# [EXCERPT]
Meanwhile, millions of others struggle with something else: access to healthy and nutritious food.
Marie Antoinette, the last queen of France, never actually uttered the famous phrase everyone thinks she did — ‘qu’ils mangent de la brioche’, which translates to ‘let them eat cake’ — in response to being told that her starving peasant subjects had no bread.
But the decades leading up to The French Revolution — the last years of the Ancien Régime — did consist of increasingly extreme food shortages and high prices. This is what eventually pushed the French folk to storm the Bastille in 1789, and, well, the rest is history.
As someone who lived and studied in France for a while, I know that if there’s one thing you definitely shouldn’t underestimate about the French, it is how much they love white bread. Well, that and raging against the establishment.
Some of us are starting to feel that rage, too.
The rich eat gold. The poor eat mould. And cereal.
And yet we’re supposed to be fine with it all, with the increasing prices of everything from bread and milk to eggs and meat, with the unaffordable housing and with having to take on one side hustle after another just to be able to somehow (barely) stay afloat in this capitalist ocean. But hey — we’re all in this together, we’re told.
The food tells a starkly different story, though.
First and foremost, it’s a story of deregulation and corporate greed, which resulted in food companies being able to up their prices using inflation as cover and then rake in record-high profits. But it’s also a story of rising inequalities in the system that only allows the rich to eat and be healthy.
Needless to say, being healthy shouldn’t be a privilege; health is a fundamental human right. And people shouldn’t have to choose between their health or their wallets. Or between buying groceries and being able to maybe, just maybe, buy a house one day.
But there’s something else our food is trying to tell us: to get angry.
The French Revolution type of angry.
In a way, I do feel like I went back in time.
And that I should probably consider moving somewhere where I can get myself a couple of chickens and grow a vegetable garden because the situation here just won’t get better anytime soon.
How many people will be able to do the same thing, though? How many will have to keep making choices between feeding themselves or their children or being able to keep a roof over their heads? How much more will the profit and power-hungry companies be able to get away with? And for how much longer?
Sure, we can all try to make better decisions and save up whenever possible, but there is only so much we can do as individuals.
Well, let’s just hope that, as the phrase attributed to French philosopher Jean-Jacques Rousseau goes:
When the people shall have nothing more to eat, they will eat the rich.
Thank you for highlighting this issue within the cost of living crisis. Just today I noticed that even supermarkets' own brand cereal has become expensive (too many people are profiting in the food business).
The profiteering by corporations during Covid is a direct and almost inevitable consequence of the corporate structure that dominates business today. The workers are pressed by managers who are answerable to their executives who answer to their board of directors who are answerable to stock holders. Of course once you get to the stockholders the only thing that matters is profits that drive stock prices and dividends. By then the consideration is so far removed from the customer's welfare that is is barely considered if at all. Aiding this detachment is the appetite of corporate leaders to buy out, dismantle, acquire and absorb competitors that reduces price competition. Blackrock is one of the most aggressive in this practice. Big oil strung together its most profitable quarters between 2020 and 2023 with price gouging passed off as rising expenses due to Covid related supply chain and operating infation costs. Make America Great Again like the 1890's when Rockefeller, Carnegie, Fisk, Mellon, J.P. Morgan paid no taxes while children worked in textile mills.

# [SUPPLIED INFORMATION]
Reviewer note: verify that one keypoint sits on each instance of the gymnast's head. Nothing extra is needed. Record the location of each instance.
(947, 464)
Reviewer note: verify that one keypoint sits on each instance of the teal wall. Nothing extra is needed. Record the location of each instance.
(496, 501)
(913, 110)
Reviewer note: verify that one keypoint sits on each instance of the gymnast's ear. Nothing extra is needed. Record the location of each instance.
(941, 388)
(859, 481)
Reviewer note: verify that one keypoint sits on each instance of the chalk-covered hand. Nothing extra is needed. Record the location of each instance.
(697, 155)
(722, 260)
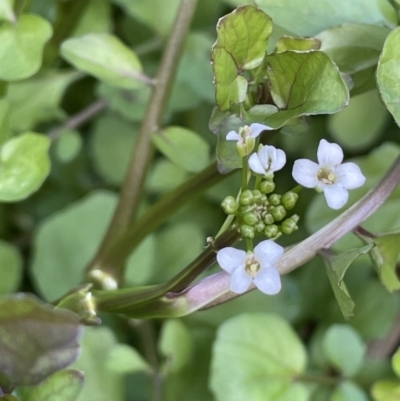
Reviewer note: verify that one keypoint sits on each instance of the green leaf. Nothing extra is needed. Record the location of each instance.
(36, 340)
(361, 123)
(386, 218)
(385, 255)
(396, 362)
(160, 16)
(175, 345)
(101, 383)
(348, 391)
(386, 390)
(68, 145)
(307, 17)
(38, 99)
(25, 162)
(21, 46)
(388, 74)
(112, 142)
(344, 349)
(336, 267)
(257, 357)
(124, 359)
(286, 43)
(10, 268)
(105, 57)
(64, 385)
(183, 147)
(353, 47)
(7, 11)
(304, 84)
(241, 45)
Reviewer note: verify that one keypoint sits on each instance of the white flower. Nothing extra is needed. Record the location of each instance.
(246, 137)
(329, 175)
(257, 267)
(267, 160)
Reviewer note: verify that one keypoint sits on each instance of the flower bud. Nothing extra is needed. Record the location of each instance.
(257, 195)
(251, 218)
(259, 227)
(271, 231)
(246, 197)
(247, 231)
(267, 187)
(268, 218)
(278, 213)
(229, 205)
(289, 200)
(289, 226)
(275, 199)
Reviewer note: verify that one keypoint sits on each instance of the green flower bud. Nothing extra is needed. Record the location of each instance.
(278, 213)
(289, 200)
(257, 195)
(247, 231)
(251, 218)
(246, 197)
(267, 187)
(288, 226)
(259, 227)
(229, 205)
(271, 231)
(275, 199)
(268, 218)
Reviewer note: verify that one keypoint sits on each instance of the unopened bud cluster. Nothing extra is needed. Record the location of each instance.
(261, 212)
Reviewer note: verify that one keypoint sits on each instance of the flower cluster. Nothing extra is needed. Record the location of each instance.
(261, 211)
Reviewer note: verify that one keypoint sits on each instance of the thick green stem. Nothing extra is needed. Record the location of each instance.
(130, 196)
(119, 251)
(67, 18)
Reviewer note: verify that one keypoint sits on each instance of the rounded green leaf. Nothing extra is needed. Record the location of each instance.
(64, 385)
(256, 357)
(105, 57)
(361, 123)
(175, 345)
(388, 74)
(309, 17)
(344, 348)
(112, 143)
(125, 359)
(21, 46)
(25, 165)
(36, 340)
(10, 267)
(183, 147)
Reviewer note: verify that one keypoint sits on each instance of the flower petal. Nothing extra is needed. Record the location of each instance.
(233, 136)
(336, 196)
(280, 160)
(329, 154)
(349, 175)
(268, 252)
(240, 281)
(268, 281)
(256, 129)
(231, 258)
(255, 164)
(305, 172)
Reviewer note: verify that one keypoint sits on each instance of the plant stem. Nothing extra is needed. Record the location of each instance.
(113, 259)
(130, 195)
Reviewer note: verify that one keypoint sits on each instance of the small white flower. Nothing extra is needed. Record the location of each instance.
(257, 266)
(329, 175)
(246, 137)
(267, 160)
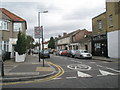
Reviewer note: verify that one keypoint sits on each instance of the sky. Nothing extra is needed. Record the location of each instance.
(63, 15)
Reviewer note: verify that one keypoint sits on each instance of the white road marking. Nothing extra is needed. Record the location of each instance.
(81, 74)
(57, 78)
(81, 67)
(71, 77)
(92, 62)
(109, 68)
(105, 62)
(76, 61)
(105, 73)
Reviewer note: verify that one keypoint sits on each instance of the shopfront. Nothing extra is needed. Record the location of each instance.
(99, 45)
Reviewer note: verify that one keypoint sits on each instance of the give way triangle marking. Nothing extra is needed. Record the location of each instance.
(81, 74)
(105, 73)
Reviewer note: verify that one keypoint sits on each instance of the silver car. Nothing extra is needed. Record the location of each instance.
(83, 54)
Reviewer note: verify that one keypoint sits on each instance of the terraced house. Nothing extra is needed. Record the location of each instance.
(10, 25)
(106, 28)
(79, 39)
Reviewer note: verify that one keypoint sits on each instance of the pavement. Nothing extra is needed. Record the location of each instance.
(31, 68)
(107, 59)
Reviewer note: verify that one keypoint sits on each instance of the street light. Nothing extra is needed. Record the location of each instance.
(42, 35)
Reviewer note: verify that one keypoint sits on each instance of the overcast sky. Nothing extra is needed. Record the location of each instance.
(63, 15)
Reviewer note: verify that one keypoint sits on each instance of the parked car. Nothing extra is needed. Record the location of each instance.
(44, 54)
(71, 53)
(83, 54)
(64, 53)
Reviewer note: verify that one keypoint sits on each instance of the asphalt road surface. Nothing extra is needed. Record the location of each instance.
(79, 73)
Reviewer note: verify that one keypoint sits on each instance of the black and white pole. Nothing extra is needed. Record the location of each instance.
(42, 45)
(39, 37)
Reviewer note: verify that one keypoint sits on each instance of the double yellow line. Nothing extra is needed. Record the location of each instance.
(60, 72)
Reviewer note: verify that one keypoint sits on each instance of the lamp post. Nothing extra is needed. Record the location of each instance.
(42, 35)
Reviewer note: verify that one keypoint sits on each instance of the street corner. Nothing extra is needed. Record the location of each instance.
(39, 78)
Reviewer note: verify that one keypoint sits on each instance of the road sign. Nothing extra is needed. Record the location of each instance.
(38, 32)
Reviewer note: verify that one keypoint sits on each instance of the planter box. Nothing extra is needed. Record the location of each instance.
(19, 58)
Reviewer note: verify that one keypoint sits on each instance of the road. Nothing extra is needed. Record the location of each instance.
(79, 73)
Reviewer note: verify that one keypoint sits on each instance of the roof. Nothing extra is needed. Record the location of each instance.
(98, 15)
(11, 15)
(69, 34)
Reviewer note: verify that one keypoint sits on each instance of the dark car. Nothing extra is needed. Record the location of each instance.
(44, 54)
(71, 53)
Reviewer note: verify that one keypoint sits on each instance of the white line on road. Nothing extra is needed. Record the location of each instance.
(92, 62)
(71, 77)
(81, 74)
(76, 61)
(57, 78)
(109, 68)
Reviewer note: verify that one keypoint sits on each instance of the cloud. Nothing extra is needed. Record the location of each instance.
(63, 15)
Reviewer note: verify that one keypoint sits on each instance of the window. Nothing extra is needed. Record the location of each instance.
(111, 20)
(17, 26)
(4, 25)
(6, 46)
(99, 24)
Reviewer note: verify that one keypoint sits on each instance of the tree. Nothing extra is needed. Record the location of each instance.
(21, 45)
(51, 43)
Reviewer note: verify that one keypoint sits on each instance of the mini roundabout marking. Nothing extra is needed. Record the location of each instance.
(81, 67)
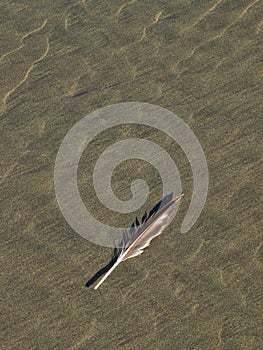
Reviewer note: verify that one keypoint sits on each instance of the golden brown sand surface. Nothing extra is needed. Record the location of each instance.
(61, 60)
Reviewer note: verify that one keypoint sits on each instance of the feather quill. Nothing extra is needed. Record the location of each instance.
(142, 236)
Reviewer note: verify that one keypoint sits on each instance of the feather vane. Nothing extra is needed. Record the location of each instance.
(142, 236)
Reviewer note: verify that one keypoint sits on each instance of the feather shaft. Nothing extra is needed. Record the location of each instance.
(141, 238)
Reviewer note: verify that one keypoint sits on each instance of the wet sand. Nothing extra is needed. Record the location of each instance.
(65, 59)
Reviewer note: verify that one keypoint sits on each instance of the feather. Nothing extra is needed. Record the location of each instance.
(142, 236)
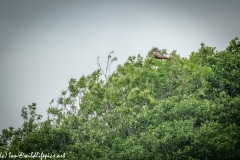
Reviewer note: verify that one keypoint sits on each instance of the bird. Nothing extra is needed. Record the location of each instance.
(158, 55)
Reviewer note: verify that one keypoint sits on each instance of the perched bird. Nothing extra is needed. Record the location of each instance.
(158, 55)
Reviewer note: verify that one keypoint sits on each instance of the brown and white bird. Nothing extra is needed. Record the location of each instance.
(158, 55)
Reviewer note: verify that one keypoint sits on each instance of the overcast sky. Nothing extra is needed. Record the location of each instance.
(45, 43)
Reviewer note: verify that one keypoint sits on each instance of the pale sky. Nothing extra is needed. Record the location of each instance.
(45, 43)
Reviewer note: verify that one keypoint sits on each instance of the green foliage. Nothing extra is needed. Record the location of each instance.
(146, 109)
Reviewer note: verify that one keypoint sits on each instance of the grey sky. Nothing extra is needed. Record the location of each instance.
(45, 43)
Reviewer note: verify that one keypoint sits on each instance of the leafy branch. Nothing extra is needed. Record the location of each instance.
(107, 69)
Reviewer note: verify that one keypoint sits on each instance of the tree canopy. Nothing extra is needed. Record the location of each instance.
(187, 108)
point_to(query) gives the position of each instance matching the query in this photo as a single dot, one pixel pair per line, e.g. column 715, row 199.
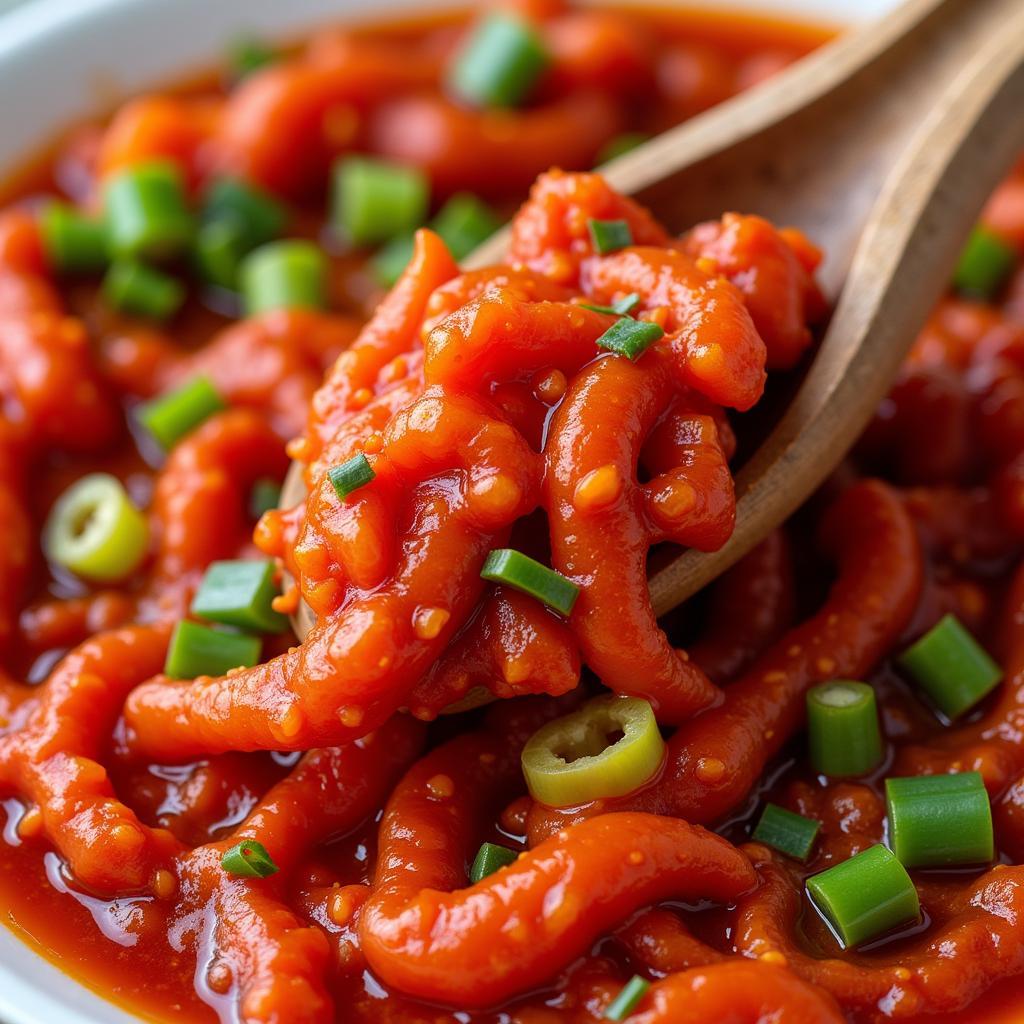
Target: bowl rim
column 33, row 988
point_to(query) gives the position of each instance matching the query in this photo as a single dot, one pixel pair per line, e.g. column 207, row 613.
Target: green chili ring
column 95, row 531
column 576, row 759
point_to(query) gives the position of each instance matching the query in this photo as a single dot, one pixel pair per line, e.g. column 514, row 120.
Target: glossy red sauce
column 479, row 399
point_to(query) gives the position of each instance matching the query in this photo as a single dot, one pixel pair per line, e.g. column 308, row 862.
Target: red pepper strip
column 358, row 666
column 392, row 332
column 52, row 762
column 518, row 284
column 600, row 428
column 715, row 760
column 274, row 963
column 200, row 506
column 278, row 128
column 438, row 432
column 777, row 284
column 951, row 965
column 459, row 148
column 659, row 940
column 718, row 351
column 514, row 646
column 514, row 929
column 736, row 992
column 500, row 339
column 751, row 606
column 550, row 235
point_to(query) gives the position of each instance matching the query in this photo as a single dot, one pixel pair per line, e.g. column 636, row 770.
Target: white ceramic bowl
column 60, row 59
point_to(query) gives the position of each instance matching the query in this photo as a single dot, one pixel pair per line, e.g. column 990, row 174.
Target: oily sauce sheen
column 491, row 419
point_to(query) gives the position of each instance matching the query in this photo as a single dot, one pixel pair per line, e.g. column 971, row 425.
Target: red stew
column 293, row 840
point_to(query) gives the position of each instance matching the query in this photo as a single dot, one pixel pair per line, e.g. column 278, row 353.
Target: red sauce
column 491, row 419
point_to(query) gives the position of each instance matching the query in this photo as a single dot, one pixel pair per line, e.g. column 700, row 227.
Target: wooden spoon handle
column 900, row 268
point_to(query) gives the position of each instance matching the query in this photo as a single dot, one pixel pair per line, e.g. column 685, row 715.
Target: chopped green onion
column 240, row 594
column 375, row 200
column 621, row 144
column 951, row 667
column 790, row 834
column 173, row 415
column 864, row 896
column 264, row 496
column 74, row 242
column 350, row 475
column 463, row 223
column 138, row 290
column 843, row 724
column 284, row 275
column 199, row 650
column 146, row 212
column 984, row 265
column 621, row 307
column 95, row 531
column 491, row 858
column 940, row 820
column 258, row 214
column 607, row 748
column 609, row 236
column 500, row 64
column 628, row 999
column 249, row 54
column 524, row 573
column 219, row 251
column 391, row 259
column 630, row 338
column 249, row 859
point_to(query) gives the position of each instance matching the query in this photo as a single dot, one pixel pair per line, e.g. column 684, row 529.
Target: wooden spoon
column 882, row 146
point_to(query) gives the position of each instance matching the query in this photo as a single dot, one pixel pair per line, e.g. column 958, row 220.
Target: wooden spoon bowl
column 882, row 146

# [ACTIVITY]
Reproduce the stretch of the food-prices text from "Marie Antoinette, the" through "rest is history.", putting "Tuileries" wherever "Bastille" appears.

# [ANSWER TO THIS PROBLEM]
Marie Antoinette, the last queen of France, never actually uttered the famous phrase everyone thinks she did — ‘qu’ils mangent de la brioche’, which translates to ‘let them eat cake’ — in response to being told that her starving peasant subjects had no bread.
But the decades leading up to The French Revolution — the last years of the Ancien Régime — did consist of increasingly extreme food shortages and high prices. This is what eventually pushed the French folk to storm the Tuileries in 1789, and, well, the rest is history.